→ **Exercise brief**: Continue the essay below on finding home, picking up after its last sentence.

Finding Home, within and without
I’m sitting in the same room where I used to do my homework twenty years ago, though the table is in a different place, and whilst almost everything else looks the same, nothing feels the same.
We’ve lived in my parental home for almost a year now. In my dad’s house, as I still think of it. It’s not his anymore —dad is gone, as is mum—, but his fingerprints are still all over it: in the floors he laid, the walls he painted, the trees he planted. But his half-empty coffee cup no longer sits on the table, his reading glasses don’t lay scattered throughout the house, and his shoes no longer stand by the door, ready to support him on another 20km walk. It might be our house, but it still feels like his home.
Home. Thinking back, I realise it’s been a central theme in my life—something I’ve searched for, longed for, built, lost, and rebuilt again. It’s at the core of my work, the feeling that I seek in nearly everything I do. I found it once. And then again two years ago, passenger-princessing over the narrow, winding roads of the Yorkshire Dales.
It’s been almost two years since that trip and I still find my mind conjuring up the rolling hills and endless stone walls dividing up the land like veins when I’m out with our pup in what I’ll kindly call ‘less inspiring environments’. I’ve never understood people’s desire to visit the Netherlands. If you ask me, it’s just not it. That has been my unwavering sentiment since I was 15 and first decided I wanted to leave. Move. Get the hell outta here. It took two more years, but then to London I went. And that felt like home. Continued to feel like home for over a decade after I’d moved back ‘home’ here.
“So why did you drop out of Yale London?!”
Well. I got to choose between life and death — and I chose death. My mum’s death. And to be there for it.
Mum had gone into hospital with a suspected lung infection. It was unlike mum (she was barely ever ill and never anything severe), but then so was her burnout. I guess she decided the shake up the whole midlife crisis thing. Dubious move. So anyway, hospital it was. Where they soon discovered an infection would have been good news. Mum had cancer. Lung cancer. Terminal. Untreatable. About a year to live.
Mum was 47.
She died at 48.
In those nine months between our world breaking and it fully imploding, I somehow managed to pass my last London-based exams, pack up my bags, leave even more bags behind, re-enroll in uni, and move back in with my parents. Back home, in every sense but my felt sense. Home was London. Home was the pub after lectures, Sunday morning walks along the Thames until I found a cosy corner and a steaming mug of milky tea to read my book. Not.. this.

→ **Excerpted data**:

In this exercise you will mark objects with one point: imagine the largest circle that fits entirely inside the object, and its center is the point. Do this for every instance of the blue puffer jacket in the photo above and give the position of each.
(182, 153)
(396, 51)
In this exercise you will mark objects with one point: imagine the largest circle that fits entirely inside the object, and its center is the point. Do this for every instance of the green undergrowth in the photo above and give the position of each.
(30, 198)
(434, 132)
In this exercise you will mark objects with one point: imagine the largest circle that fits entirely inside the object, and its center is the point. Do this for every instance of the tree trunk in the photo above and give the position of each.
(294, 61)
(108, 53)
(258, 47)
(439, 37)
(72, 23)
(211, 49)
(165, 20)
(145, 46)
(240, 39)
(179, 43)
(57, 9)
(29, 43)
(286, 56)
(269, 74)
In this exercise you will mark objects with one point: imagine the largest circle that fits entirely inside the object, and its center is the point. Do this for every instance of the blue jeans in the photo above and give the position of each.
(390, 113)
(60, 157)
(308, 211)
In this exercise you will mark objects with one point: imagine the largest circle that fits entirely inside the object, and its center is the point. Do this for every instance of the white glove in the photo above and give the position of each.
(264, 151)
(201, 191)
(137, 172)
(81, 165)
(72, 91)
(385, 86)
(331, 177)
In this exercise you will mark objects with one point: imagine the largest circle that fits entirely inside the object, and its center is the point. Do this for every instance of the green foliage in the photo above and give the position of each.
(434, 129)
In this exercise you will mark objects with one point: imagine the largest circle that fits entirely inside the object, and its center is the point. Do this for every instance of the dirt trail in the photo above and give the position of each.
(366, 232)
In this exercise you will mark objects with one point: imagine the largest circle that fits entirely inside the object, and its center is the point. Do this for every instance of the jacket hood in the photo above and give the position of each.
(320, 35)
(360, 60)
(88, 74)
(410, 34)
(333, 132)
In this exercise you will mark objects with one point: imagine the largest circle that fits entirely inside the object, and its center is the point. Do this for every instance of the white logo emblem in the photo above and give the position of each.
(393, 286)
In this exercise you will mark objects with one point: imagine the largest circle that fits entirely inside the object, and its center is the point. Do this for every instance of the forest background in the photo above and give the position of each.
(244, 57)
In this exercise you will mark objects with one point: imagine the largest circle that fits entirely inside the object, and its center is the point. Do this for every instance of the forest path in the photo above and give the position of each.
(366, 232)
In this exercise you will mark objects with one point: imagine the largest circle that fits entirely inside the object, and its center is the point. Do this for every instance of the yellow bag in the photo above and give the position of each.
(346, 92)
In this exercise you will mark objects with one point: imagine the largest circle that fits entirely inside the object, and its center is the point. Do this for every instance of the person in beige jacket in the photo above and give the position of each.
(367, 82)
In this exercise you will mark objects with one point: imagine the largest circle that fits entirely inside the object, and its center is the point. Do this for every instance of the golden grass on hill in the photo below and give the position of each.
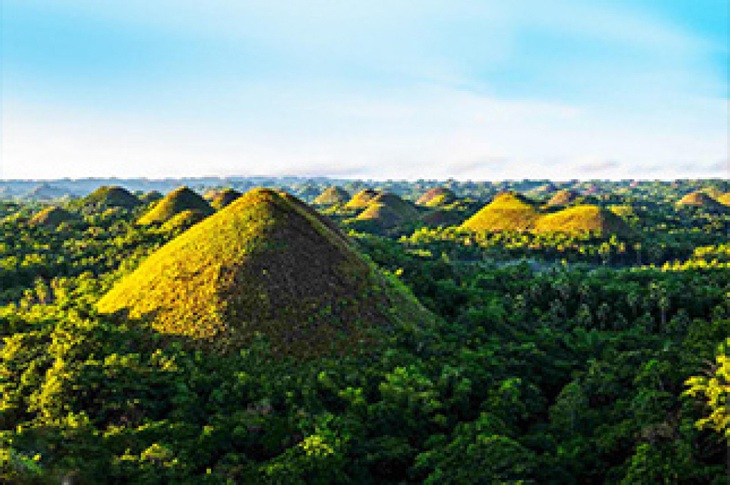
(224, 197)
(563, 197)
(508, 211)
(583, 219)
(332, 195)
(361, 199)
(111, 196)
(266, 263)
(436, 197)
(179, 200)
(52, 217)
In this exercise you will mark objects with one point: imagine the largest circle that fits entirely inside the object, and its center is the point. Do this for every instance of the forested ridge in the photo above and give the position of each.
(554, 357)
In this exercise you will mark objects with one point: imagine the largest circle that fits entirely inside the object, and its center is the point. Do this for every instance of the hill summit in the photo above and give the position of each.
---
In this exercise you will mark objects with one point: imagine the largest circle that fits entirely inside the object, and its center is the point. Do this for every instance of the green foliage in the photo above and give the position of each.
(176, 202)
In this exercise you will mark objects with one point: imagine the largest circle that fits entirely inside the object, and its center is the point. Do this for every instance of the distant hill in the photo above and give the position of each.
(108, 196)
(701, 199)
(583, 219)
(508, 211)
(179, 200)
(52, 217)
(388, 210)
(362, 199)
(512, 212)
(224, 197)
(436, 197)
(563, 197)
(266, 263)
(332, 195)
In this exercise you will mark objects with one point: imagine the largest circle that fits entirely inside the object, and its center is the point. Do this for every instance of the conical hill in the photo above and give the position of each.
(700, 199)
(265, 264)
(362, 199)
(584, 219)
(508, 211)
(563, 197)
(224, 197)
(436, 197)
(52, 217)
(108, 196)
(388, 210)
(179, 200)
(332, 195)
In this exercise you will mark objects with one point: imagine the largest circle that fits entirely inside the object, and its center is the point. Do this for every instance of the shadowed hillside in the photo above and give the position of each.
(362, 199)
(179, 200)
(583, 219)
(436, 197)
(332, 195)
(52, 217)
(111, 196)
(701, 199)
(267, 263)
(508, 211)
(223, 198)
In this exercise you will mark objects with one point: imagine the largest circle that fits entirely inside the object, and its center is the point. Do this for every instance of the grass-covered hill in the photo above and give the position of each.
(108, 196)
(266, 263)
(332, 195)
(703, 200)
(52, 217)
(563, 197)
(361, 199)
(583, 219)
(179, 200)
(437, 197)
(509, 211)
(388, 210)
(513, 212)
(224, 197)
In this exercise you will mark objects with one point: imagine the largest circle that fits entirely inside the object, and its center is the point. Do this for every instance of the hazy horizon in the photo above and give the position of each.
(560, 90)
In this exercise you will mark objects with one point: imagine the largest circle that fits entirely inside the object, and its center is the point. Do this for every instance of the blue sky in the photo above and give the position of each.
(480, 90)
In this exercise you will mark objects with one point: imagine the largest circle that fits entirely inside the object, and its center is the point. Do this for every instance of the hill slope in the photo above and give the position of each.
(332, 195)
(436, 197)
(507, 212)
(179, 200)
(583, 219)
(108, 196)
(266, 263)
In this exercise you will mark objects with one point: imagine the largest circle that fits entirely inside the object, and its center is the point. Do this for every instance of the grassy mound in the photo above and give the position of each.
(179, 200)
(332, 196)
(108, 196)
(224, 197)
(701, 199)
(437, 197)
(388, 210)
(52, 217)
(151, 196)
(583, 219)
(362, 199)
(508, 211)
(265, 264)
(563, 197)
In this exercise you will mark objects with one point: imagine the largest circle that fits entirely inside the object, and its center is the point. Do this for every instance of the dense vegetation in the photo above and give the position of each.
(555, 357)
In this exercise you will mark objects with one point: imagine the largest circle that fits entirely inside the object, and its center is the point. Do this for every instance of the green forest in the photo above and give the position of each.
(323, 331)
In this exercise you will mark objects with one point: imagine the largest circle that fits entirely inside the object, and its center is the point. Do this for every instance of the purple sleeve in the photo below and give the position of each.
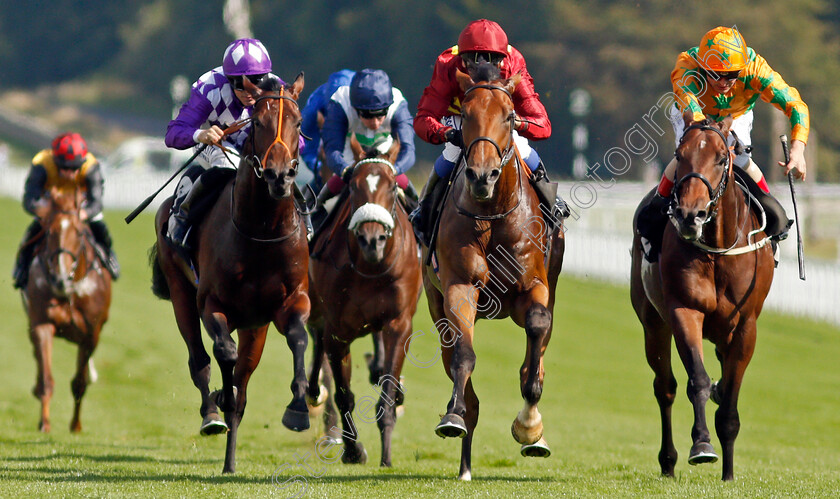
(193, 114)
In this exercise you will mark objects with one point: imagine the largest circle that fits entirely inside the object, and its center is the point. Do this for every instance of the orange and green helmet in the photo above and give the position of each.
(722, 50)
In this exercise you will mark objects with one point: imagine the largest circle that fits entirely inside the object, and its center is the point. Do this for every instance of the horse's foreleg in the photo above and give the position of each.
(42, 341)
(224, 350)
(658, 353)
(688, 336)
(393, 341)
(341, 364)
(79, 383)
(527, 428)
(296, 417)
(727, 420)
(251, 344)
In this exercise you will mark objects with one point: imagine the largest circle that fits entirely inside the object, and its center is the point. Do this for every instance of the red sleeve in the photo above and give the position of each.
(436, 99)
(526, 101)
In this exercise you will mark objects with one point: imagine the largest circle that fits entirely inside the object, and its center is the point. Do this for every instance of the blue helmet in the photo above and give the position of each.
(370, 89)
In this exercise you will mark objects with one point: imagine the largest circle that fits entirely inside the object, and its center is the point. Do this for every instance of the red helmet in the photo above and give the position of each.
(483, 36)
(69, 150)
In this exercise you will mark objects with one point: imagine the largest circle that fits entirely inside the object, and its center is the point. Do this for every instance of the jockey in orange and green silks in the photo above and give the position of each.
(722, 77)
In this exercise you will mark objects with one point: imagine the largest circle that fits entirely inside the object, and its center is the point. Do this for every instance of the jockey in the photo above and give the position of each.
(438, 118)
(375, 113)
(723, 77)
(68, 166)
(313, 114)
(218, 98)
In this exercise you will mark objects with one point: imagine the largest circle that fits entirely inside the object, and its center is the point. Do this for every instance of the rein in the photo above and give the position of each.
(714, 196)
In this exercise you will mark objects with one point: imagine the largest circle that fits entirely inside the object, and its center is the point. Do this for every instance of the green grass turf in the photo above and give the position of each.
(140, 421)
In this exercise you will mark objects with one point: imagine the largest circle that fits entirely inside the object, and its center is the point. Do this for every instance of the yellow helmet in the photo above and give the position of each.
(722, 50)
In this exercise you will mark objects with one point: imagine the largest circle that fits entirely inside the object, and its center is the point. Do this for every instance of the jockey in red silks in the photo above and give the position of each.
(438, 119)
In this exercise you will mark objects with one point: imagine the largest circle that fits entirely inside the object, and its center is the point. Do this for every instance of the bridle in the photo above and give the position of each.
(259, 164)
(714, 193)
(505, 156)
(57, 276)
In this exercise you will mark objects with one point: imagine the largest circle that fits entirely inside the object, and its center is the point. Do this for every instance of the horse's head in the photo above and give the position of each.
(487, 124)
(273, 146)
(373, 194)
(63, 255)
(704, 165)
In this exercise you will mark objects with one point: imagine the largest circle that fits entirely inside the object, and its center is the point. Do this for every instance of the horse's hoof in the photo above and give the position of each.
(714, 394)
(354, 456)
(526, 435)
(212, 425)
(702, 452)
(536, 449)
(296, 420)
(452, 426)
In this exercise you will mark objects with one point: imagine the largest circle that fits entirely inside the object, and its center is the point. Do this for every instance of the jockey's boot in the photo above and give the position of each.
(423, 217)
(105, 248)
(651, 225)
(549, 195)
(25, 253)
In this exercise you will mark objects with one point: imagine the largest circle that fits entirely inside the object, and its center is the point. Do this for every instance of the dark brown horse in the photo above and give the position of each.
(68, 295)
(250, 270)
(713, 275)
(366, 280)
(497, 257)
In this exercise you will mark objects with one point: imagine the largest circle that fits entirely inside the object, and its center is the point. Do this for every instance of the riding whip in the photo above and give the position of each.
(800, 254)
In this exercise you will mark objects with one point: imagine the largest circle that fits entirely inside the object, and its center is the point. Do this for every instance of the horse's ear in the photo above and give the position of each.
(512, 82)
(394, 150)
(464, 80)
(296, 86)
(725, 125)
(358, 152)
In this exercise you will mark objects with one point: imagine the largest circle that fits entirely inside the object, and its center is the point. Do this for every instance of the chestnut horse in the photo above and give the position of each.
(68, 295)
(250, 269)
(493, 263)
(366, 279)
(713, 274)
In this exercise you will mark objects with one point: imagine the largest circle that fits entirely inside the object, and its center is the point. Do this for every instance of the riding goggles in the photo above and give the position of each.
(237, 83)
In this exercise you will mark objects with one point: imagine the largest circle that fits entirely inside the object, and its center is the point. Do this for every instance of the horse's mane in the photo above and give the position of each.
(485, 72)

→ **Result of this exercise**:
Even as my parental home, the house felt unrecognisable. That home was where dad was always in, mum was out working or upstairs studying, and the two of them would stand in the kitchen at 9pm, nursing glasses of red wine while mum vented about office frustrations and dad listened, offering his quiet support. Not this strange place where mum would bake apple pies on a random Tuesday morning or was now incapable of eating the foods that had been her favourite for 47 years. This wasn’t home in any sense. This was Mars. It felt alien. Some strange alternate universe my plane had somehow landed in.
Mum died January 7th, 2012. I was 20, she would forever be 48 and whilst everyone was busy new year’s resoluting, I couldn’t for the life of me remember why we hadn’t watched the fireworks together last week. She’d been on the top floor of the hospital — best views in town. How could there have been a place I’d rather been? It was the first of many things that wouldn’t make sense.
Mum died and with her much of me did, too. I breathed, I moved (to Amsterdam), studied and graduated, rolled into my first three jobs, overcame my eating disorder without knowing how, bought a house, still didn’t feel at home, and at 29 walked into therapy, sat down on a pink velvet-y couch and said “I don’t think I know who I am anymore.”.
Not where I’d thought I’d be at 29.
I didn’t just feel confused. I felt lost and ashamed. What 29-year-old doesn’t know who they are? I felt it was the very least of what I should have figured out. I’d lived with grief for nearly a third of my life and I was over it. Done with it. I wanted to just live already. But the truth was that I had only just begun to truly grieve. Only just started to realise that losing my mum had affected every part of my life. That between losing her to death, myself to anorexia, and my dad to grief, the very foundation of my inner sense of home had been shattered. Rebuilding that sense would take time, patience and work.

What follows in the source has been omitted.